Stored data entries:

((

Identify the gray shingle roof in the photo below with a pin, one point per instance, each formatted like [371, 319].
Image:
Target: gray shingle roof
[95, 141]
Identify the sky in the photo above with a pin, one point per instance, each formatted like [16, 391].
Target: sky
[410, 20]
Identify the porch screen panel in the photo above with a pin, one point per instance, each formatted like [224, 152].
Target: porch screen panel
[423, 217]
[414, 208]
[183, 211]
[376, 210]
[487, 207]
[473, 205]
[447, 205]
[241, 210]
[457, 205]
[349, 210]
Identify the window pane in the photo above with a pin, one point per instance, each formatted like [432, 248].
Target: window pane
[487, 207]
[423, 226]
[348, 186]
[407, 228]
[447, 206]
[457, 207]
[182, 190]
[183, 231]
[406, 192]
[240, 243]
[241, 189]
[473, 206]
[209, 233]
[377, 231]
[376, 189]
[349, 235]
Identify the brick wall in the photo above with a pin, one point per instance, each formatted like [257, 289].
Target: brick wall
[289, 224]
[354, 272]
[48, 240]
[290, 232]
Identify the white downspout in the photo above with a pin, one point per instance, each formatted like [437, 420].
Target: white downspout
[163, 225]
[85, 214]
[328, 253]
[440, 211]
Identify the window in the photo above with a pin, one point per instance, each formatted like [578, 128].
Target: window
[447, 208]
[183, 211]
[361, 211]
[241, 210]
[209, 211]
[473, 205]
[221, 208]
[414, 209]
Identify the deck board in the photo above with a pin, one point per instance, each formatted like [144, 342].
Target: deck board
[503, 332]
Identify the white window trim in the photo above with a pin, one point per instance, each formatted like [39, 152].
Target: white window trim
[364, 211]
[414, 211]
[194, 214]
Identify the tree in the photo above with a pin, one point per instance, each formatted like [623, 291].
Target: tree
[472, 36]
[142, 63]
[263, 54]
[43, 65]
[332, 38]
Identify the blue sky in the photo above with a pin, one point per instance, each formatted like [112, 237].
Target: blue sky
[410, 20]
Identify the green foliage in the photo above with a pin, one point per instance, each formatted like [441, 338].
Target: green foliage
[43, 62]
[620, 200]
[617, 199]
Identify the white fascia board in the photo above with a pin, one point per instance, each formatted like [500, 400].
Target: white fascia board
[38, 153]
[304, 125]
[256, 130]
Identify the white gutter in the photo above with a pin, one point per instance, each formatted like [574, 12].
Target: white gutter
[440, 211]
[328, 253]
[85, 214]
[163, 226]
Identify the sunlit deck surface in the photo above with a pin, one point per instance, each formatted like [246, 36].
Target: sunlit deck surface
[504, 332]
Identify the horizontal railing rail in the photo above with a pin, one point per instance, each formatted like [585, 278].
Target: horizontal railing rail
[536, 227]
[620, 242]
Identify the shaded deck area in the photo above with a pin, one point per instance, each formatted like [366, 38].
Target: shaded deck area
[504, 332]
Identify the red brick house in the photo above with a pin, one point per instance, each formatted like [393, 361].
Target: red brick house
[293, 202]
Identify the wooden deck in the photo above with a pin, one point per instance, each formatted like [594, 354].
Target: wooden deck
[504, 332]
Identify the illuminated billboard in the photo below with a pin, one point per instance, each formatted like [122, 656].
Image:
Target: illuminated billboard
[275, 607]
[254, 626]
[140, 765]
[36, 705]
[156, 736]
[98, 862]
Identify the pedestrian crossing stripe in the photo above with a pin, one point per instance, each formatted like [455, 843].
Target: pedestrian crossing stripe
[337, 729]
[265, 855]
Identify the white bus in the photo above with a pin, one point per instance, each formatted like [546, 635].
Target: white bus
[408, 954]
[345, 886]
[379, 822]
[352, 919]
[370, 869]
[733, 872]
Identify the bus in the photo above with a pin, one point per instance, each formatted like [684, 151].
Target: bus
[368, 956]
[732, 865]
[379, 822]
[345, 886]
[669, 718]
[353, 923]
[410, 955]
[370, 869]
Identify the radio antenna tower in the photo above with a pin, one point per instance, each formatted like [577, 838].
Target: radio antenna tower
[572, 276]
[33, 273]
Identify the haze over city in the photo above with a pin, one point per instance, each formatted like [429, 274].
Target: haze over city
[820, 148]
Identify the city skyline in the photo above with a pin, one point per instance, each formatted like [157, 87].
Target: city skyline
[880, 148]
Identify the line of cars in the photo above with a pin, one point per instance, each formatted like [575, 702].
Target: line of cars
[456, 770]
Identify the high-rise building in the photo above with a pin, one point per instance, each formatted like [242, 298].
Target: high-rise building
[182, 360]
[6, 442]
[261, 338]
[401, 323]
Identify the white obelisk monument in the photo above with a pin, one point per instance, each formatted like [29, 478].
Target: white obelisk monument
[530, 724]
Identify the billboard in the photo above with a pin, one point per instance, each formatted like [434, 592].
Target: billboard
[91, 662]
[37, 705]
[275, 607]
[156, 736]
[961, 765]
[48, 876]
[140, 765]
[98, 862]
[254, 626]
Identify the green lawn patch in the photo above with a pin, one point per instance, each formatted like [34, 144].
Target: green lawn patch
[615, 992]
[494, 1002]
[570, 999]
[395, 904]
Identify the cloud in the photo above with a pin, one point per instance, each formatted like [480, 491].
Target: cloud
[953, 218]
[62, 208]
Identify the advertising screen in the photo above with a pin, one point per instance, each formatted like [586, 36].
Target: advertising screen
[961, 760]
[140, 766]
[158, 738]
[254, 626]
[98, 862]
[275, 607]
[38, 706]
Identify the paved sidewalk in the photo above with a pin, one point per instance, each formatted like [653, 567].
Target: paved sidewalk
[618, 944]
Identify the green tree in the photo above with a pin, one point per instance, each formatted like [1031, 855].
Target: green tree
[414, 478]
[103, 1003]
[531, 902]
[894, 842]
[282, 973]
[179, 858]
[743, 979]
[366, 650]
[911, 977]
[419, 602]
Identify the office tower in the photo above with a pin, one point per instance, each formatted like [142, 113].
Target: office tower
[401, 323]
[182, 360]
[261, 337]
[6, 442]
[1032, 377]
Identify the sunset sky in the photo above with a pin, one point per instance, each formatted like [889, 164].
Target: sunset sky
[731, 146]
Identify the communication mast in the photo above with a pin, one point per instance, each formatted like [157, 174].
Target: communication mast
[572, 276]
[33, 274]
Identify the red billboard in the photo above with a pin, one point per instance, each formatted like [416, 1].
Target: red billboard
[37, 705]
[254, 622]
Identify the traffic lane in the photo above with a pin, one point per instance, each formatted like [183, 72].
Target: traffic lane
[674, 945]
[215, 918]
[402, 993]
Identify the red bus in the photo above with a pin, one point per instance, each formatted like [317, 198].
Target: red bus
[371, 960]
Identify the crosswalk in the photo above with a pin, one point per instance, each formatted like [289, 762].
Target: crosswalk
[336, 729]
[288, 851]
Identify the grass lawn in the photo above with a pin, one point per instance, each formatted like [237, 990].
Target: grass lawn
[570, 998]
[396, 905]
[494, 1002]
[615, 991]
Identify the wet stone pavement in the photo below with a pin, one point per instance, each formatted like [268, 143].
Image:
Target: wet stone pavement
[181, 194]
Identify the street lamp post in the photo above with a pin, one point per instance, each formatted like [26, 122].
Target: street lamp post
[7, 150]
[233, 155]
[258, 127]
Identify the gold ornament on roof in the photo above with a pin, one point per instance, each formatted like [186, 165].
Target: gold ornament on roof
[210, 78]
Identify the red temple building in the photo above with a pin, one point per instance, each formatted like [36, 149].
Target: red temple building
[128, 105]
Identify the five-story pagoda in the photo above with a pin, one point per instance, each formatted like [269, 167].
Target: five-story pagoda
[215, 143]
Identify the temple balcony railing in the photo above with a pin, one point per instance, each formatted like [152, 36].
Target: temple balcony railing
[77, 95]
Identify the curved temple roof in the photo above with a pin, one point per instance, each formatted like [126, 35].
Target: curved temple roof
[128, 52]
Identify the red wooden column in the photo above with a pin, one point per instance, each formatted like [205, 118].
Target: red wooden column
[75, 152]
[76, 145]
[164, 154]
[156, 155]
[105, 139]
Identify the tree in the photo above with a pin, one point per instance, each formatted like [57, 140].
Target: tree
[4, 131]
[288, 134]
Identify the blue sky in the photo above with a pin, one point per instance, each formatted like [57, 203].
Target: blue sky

))

• [TASK OBJECTIVE]: In the records above, return only the line that contains "Identify the wet" and every line after it through the last, exactly as they appear.

• [YOUR SOLUTION]:
Identify the wet stone pavement in the photo below with a pin, one point per instance, each formatted like [268, 143].
Image:
Target: wet stone pavement
[181, 194]
Identify the street lamp post in the photo above with a pin, one point per instance, each formatted like [26, 122].
Target: street lamp post
[7, 150]
[233, 155]
[258, 127]
Identify the gold ornament on roof in the photo above with a pin, one point per instance, each formatted like [186, 165].
Target: gold ornament on roof
[210, 78]
Identify the red temple building in the photo above with a pin, one point per instance, each formatted like [36, 149].
Target: red temple building
[128, 105]
Identify the five-story pagoda in the photo above with a pin, one point per instance, each formatted like [269, 167].
Target: five-story pagoda
[215, 143]
Identify the temple balcony railing in the photo above with a pin, one point per instance, each formatted like [152, 36].
Target: temple balcony railing
[77, 95]
Identify the curved temple roof in the photo above with a pin, one point per instance, each formatted like [126, 35].
Target: curved temple roof
[128, 52]
Identify the red wooden column in the photo above with a pin, one point per instance, each formatted like [205, 118].
Target: red wooden column
[75, 152]
[76, 145]
[164, 154]
[156, 155]
[105, 139]
Identify the tree in the photo above with a pin, one point per instance, each formatted like [57, 140].
Target: tree
[4, 131]
[288, 134]
Identify the blue sky in the photo above with a pin, one point per instance, each formatted like [57, 203].
Target: blue sky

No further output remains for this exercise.